*** Opening Data for the task ***

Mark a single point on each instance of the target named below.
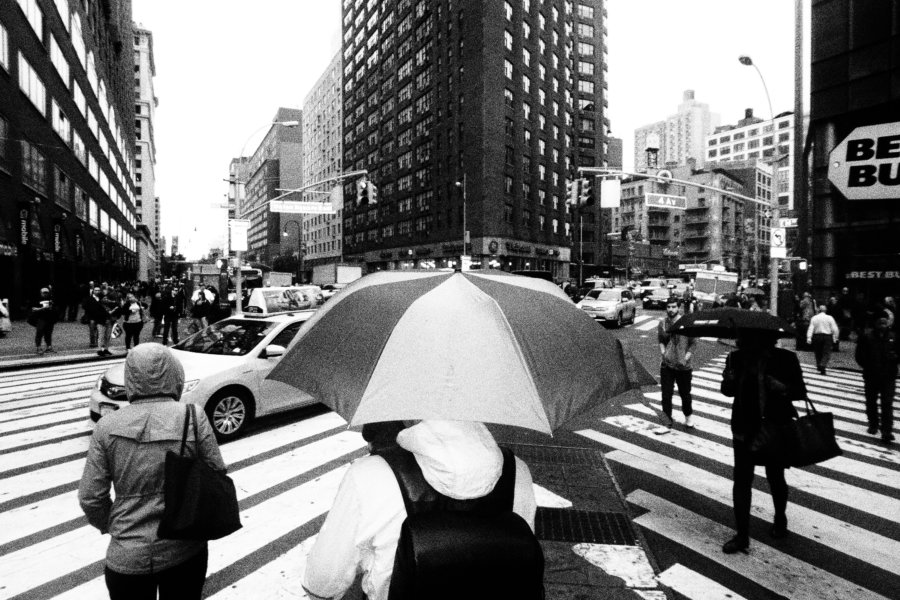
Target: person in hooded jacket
(459, 459)
(127, 451)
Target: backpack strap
(419, 496)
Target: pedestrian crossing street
(843, 514)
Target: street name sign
(866, 164)
(295, 207)
(666, 201)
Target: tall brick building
(472, 113)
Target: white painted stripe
(18, 416)
(874, 451)
(648, 325)
(695, 586)
(33, 456)
(780, 573)
(46, 399)
(817, 485)
(38, 516)
(52, 419)
(858, 542)
(276, 580)
(44, 435)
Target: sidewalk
(70, 342)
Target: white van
(269, 300)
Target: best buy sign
(866, 164)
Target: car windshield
(231, 337)
(291, 299)
(609, 295)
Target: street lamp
(462, 262)
(773, 262)
(299, 247)
(239, 309)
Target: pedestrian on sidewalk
(822, 333)
(98, 316)
(763, 380)
(877, 353)
(43, 317)
(132, 313)
(676, 351)
(127, 451)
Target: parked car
(279, 299)
(225, 369)
(657, 298)
(611, 305)
(330, 289)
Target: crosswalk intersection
(844, 514)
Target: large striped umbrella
(480, 346)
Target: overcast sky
(223, 67)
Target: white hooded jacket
(459, 459)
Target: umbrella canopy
(478, 346)
(728, 322)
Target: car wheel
(229, 412)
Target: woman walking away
(132, 313)
(763, 380)
(127, 451)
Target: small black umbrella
(728, 322)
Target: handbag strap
(187, 419)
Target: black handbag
(200, 502)
(813, 438)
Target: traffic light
(571, 192)
(585, 193)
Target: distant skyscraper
(680, 136)
(322, 159)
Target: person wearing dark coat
(877, 354)
(763, 380)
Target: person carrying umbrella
(763, 380)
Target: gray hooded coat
(128, 450)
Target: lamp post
(237, 181)
(462, 261)
(773, 262)
(299, 247)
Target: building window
(34, 168)
(32, 85)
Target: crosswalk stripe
(817, 485)
(694, 586)
(866, 545)
(840, 464)
(874, 451)
(780, 573)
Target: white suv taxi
(225, 369)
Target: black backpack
(469, 549)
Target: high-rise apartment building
(322, 159)
(66, 146)
(470, 117)
(679, 137)
(753, 140)
(277, 163)
(145, 103)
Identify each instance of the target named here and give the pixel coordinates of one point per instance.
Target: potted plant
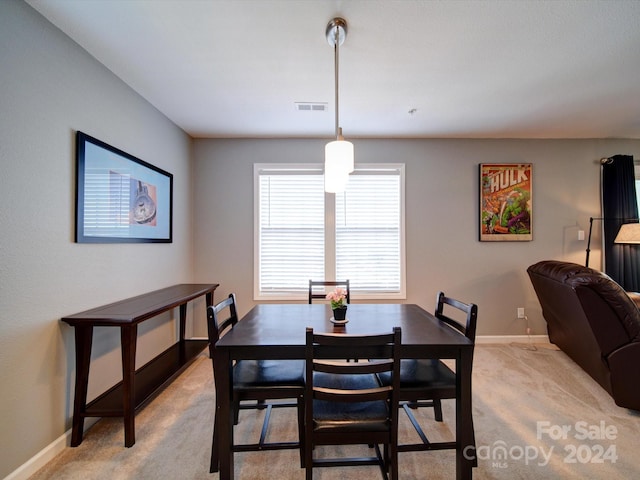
(338, 299)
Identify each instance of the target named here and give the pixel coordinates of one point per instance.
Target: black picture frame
(120, 198)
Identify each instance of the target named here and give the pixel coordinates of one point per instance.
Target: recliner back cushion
(603, 299)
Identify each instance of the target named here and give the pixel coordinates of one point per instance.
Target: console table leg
(128, 339)
(183, 321)
(84, 337)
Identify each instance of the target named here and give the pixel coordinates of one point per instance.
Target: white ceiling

*** Closing Data for the task ***

Write out each entry again exactly, and skip the pictures.

Answer space:
Mark a single point on each instance of the target named below.
Target: person in hooded jacket
(459, 459)
(127, 451)
Target: backpack strap
(419, 496)
Target: pedestrian crossing street
(843, 514)
Target: street name sign
(866, 164)
(295, 207)
(666, 201)
Target: tall brick building
(472, 113)
Target: white painted stripe
(18, 416)
(874, 451)
(648, 325)
(695, 586)
(33, 456)
(780, 573)
(46, 399)
(817, 485)
(38, 516)
(52, 419)
(858, 542)
(276, 580)
(44, 435)
Target: sidewalk
(70, 342)
Target: white van
(269, 300)
Target: best buy sign
(866, 164)
Target: car windshield
(231, 337)
(291, 299)
(609, 295)
Target: street lamp
(462, 262)
(773, 262)
(299, 247)
(239, 309)
Target: pedestrian on sidewalk
(822, 333)
(98, 316)
(763, 380)
(877, 353)
(43, 317)
(132, 313)
(676, 351)
(127, 451)
Target: parked car
(279, 299)
(225, 369)
(657, 298)
(611, 305)
(330, 289)
Target: crosswalk intersection
(844, 514)
Target: large striped umbrella
(480, 346)
Target: overcast sky
(223, 67)
Target: white hooded jacket
(459, 459)
Target: umbrella canopy
(478, 346)
(728, 322)
Target: car wheel
(229, 412)
Target: woman walking away
(132, 313)
(763, 380)
(127, 451)
Target: small black umbrella
(728, 322)
Target: handbag strap
(187, 419)
Target: black handbag
(200, 502)
(813, 438)
Target: traffic light
(571, 192)
(585, 193)
Target: distant skyscraper
(680, 136)
(322, 159)
Target: person wearing dark coat
(877, 354)
(763, 380)
Target: person carrying umbrella
(763, 380)
Target: gray hooded coat
(128, 450)
Target: lamp post
(237, 181)
(462, 261)
(773, 262)
(299, 247)
Target: building window
(34, 168)
(32, 85)
Target: crosswalk stripe
(817, 485)
(694, 586)
(866, 545)
(840, 464)
(874, 451)
(780, 573)
Target: white suv taxi
(225, 369)
Target: black backpack
(469, 549)
Target: high-rise apartment building
(322, 159)
(66, 146)
(470, 117)
(679, 137)
(753, 140)
(277, 163)
(145, 103)
Identify each instance of the target named here and give the pixel coordinates of one point per instance.
Target: potted plant
(338, 299)
Identify each instance of the target named here and give the pixel coordinates of one point per instance.
Target: black picture frame
(120, 198)
Identify each instance of the target named here and give the pixel coordinates of one point per instance.
Target: recliner back cushion
(603, 299)
Identify each instance of the target named here and give the pixel coordinates of one point per instance.
Target: console table leg
(128, 339)
(183, 321)
(84, 337)
Identify each instance of the target named here and give the pixel coordinates of one point per instance.
Target: white ceiling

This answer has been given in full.